Count the lines in the data below that contain the string "stone", treating uppercase and lowercase as different. Reply with only the number.

■ Records for this exercise ■
↓
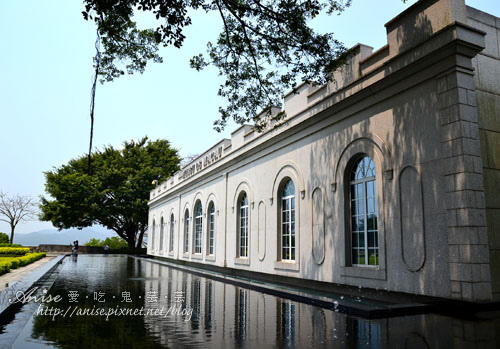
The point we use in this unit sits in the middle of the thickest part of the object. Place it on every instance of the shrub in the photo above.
(16, 262)
(114, 242)
(19, 251)
(4, 267)
(4, 238)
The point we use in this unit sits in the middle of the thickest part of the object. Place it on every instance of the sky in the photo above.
(45, 81)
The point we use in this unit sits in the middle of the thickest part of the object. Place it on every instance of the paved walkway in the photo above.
(17, 274)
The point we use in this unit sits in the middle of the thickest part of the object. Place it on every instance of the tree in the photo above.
(264, 49)
(16, 209)
(113, 243)
(4, 238)
(115, 195)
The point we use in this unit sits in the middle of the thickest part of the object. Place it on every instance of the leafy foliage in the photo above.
(4, 238)
(20, 251)
(113, 242)
(263, 50)
(15, 262)
(115, 195)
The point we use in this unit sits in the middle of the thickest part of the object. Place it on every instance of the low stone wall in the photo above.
(68, 249)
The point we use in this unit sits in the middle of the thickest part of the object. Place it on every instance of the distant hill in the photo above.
(63, 237)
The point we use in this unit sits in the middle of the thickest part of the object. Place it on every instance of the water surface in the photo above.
(97, 292)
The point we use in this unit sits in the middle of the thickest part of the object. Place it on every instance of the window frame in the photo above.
(211, 226)
(245, 209)
(161, 233)
(187, 220)
(290, 200)
(198, 228)
(172, 231)
(364, 182)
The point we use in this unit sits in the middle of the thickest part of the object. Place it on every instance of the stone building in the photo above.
(386, 178)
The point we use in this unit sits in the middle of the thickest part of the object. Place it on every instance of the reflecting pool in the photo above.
(122, 301)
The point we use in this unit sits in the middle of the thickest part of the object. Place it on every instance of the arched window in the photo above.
(211, 228)
(364, 237)
(161, 234)
(153, 236)
(288, 221)
(186, 231)
(243, 225)
(198, 226)
(172, 226)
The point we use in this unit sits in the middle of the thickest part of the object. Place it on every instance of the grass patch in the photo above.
(8, 263)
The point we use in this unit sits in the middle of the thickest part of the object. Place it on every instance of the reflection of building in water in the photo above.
(230, 316)
(387, 178)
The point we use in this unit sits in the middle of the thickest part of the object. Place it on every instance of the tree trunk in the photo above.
(12, 227)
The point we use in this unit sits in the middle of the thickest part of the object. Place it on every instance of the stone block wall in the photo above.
(464, 201)
(487, 87)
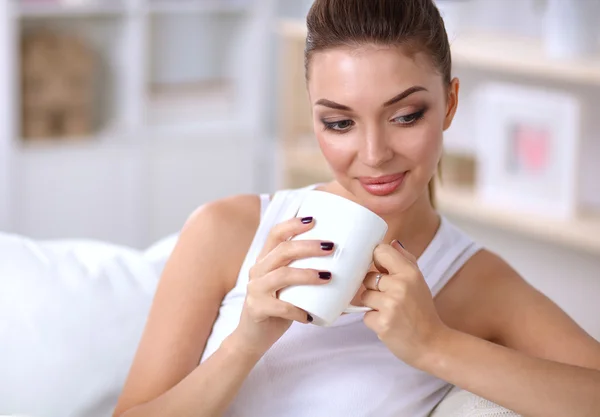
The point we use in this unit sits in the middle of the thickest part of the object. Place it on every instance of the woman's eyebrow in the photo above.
(403, 95)
(337, 106)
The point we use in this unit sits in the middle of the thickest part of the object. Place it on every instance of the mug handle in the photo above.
(355, 309)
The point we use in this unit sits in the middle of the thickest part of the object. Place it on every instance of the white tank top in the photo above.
(343, 370)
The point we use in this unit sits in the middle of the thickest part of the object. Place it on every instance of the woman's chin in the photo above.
(386, 205)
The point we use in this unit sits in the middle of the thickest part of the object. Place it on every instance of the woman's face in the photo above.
(379, 115)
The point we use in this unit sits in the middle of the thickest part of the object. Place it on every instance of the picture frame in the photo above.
(528, 149)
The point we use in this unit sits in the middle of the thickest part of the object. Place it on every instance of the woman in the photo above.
(218, 341)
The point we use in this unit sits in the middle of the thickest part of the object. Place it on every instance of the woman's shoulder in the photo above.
(479, 293)
(228, 226)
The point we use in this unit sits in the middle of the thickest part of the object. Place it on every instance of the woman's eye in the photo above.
(338, 126)
(410, 118)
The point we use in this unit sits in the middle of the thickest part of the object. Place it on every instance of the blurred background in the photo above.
(119, 117)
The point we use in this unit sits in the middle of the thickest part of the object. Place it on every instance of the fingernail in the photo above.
(327, 245)
(325, 275)
(398, 242)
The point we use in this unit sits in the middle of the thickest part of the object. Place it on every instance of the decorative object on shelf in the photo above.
(455, 14)
(571, 28)
(528, 149)
(458, 170)
(187, 48)
(57, 86)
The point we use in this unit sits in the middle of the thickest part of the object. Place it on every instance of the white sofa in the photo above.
(71, 314)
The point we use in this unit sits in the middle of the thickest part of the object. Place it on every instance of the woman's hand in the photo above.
(264, 317)
(404, 315)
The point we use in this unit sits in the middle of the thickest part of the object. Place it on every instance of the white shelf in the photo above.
(521, 56)
(580, 234)
(41, 9)
(500, 53)
(198, 6)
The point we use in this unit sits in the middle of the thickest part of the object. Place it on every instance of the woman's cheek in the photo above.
(336, 154)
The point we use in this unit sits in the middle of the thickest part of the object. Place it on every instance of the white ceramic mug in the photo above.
(356, 232)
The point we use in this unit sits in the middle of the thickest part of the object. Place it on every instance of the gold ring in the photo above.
(377, 279)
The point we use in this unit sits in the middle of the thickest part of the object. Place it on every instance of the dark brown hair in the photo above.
(414, 24)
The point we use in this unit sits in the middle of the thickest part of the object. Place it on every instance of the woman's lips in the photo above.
(382, 186)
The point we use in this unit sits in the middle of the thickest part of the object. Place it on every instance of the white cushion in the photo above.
(71, 315)
(460, 403)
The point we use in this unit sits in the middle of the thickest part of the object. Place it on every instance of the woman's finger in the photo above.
(284, 231)
(390, 260)
(288, 251)
(287, 276)
(383, 284)
(269, 307)
(374, 299)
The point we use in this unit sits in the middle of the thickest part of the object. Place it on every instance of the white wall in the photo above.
(6, 119)
(571, 279)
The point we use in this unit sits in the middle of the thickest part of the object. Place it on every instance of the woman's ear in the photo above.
(451, 102)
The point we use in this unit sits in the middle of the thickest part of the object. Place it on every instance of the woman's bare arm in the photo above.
(165, 379)
(541, 363)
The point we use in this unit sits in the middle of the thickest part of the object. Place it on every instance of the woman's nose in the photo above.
(375, 150)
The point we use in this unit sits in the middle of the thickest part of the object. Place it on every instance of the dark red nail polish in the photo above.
(325, 275)
(327, 245)
(398, 242)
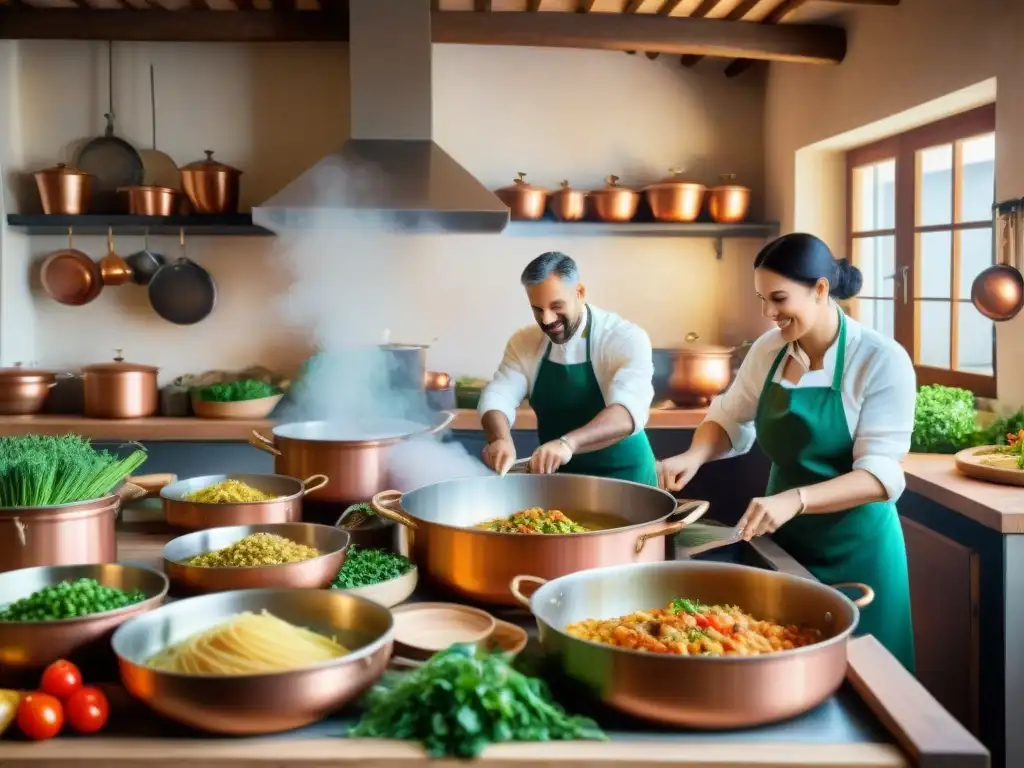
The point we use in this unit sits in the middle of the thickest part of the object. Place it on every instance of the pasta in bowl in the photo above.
(254, 662)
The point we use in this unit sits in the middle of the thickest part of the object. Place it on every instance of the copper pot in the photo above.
(64, 189)
(698, 691)
(24, 391)
(354, 457)
(568, 204)
(120, 390)
(674, 199)
(613, 203)
(287, 507)
(441, 517)
(525, 202)
(152, 201)
(211, 186)
(728, 203)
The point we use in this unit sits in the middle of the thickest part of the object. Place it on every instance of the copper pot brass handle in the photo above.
(864, 600)
(263, 443)
(314, 482)
(515, 587)
(381, 502)
(696, 510)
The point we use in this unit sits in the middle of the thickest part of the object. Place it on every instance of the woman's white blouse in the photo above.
(879, 394)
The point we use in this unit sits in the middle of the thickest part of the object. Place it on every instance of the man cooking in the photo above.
(588, 374)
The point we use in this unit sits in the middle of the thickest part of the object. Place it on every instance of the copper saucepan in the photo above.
(697, 691)
(441, 517)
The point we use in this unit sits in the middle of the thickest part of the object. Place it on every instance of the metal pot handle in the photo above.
(263, 443)
(314, 482)
(696, 510)
(516, 584)
(391, 497)
(864, 600)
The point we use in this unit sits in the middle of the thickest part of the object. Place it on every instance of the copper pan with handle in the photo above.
(632, 524)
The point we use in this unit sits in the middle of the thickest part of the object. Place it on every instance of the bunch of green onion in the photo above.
(44, 471)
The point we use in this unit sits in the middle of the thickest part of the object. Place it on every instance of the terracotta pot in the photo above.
(674, 199)
(525, 202)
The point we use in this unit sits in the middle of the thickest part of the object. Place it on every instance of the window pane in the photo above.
(975, 248)
(934, 324)
(977, 178)
(935, 185)
(935, 265)
(975, 335)
(876, 259)
(877, 313)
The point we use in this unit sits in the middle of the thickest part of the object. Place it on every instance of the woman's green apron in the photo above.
(566, 397)
(805, 433)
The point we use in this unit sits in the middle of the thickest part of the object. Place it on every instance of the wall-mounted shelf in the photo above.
(197, 224)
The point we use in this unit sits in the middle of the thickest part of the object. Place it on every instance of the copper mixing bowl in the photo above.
(29, 646)
(316, 572)
(257, 704)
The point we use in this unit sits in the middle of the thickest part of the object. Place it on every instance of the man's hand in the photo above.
(500, 455)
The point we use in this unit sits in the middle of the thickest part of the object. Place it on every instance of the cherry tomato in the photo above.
(87, 710)
(40, 716)
(60, 679)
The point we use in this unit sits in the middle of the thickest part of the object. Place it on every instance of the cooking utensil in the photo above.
(24, 390)
(997, 292)
(442, 517)
(211, 185)
(257, 704)
(614, 203)
(697, 691)
(113, 268)
(71, 276)
(354, 457)
(525, 202)
(32, 645)
(64, 190)
(728, 203)
(568, 204)
(182, 293)
(112, 161)
(120, 390)
(159, 167)
(286, 507)
(317, 572)
(674, 199)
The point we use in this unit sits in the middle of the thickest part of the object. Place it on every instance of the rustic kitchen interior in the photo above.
(229, 104)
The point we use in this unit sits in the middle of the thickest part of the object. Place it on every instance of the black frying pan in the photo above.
(112, 161)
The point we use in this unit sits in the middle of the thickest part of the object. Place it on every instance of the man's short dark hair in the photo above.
(552, 262)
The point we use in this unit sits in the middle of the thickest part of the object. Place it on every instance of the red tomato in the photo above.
(60, 679)
(40, 716)
(87, 710)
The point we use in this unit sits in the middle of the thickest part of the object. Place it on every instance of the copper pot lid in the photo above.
(119, 366)
(210, 165)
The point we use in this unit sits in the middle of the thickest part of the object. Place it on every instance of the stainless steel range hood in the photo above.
(390, 172)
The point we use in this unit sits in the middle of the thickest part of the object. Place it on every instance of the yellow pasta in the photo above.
(248, 644)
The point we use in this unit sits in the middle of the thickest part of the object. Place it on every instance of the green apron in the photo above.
(566, 397)
(805, 433)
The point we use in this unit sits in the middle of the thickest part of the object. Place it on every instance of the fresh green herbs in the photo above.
(461, 700)
(43, 471)
(236, 391)
(366, 566)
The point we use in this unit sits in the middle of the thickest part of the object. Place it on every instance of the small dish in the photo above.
(423, 629)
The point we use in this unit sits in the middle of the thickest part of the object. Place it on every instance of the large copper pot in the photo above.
(477, 564)
(354, 457)
(674, 199)
(697, 691)
(525, 202)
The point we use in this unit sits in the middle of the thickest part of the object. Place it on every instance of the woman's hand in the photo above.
(768, 514)
(674, 473)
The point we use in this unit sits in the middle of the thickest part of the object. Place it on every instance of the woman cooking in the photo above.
(830, 402)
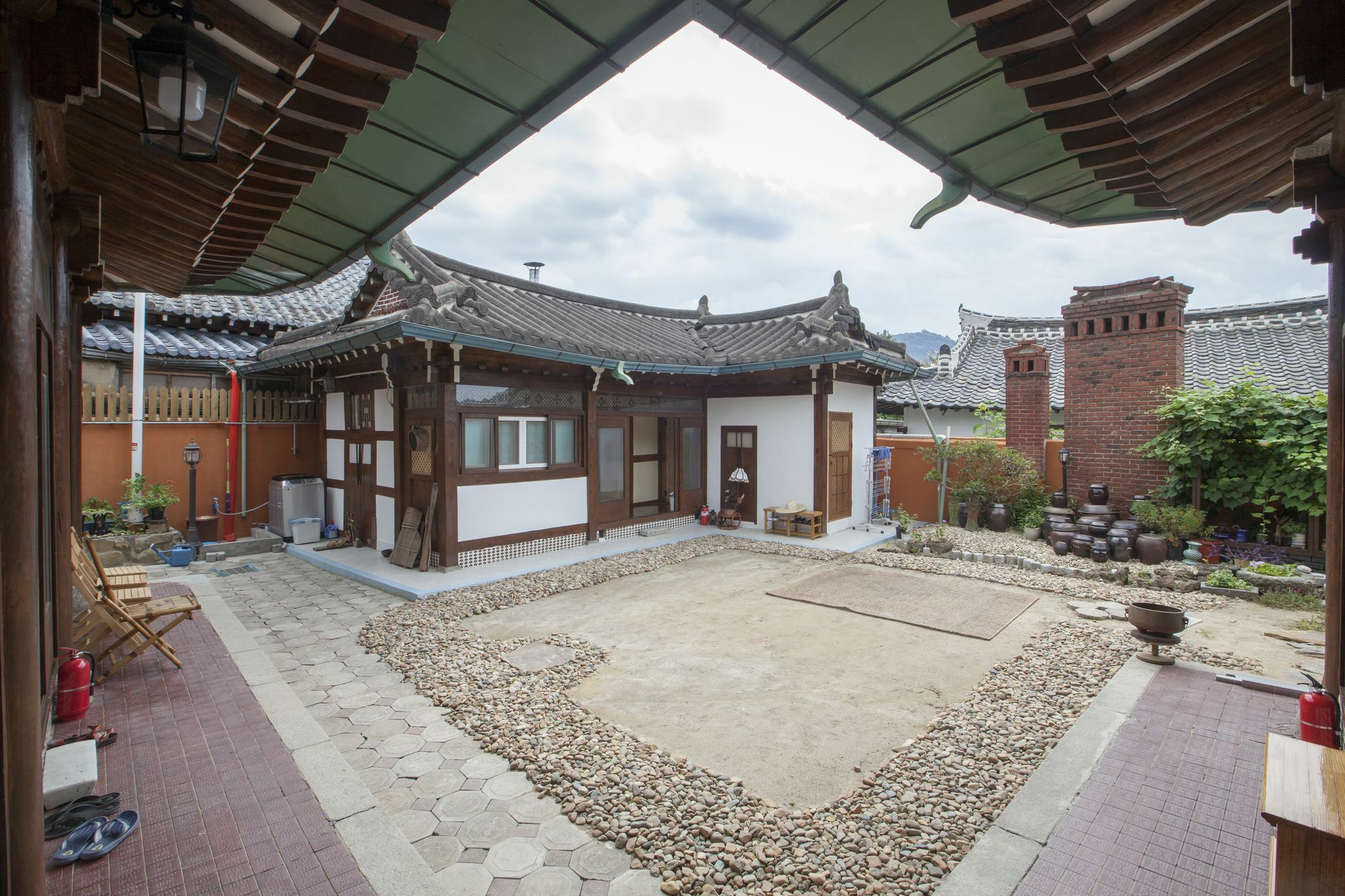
↑
■ The reply ■
3